___ DATASET EXCERPTS

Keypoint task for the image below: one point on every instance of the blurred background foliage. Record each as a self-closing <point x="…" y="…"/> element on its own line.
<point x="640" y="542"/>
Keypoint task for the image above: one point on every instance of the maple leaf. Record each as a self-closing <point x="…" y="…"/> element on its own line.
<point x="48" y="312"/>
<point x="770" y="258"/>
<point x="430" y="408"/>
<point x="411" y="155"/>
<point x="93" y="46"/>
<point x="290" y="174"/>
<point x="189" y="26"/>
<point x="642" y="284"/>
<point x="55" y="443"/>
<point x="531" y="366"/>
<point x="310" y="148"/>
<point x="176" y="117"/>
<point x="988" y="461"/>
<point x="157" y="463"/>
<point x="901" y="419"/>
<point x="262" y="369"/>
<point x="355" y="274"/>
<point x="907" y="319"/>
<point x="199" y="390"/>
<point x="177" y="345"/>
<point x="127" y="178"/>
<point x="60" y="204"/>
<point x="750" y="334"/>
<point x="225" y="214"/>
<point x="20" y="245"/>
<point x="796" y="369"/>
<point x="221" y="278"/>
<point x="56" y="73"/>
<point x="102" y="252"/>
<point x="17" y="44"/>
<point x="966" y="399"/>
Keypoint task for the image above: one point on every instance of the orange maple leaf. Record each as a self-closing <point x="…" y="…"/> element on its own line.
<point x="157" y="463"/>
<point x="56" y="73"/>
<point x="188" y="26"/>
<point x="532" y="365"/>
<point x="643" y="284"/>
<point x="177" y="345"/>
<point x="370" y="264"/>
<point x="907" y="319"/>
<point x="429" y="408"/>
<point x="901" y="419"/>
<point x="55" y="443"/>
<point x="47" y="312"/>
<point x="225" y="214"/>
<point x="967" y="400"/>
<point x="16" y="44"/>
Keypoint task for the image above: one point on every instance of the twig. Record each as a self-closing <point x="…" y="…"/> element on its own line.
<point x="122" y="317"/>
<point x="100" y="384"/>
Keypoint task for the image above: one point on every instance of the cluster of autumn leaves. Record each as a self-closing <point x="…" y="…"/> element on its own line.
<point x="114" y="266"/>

______

Print nothing but the lines from the line with "of the cluster" to the last line of the records above. Both of those lines count.

### YOUR RESPONSE
Keypoint task for the image above: one point on every instance of the cluster of autumn leaves. Record each as a self-closing <point x="…" y="…"/> element on its own line.
<point x="114" y="266"/>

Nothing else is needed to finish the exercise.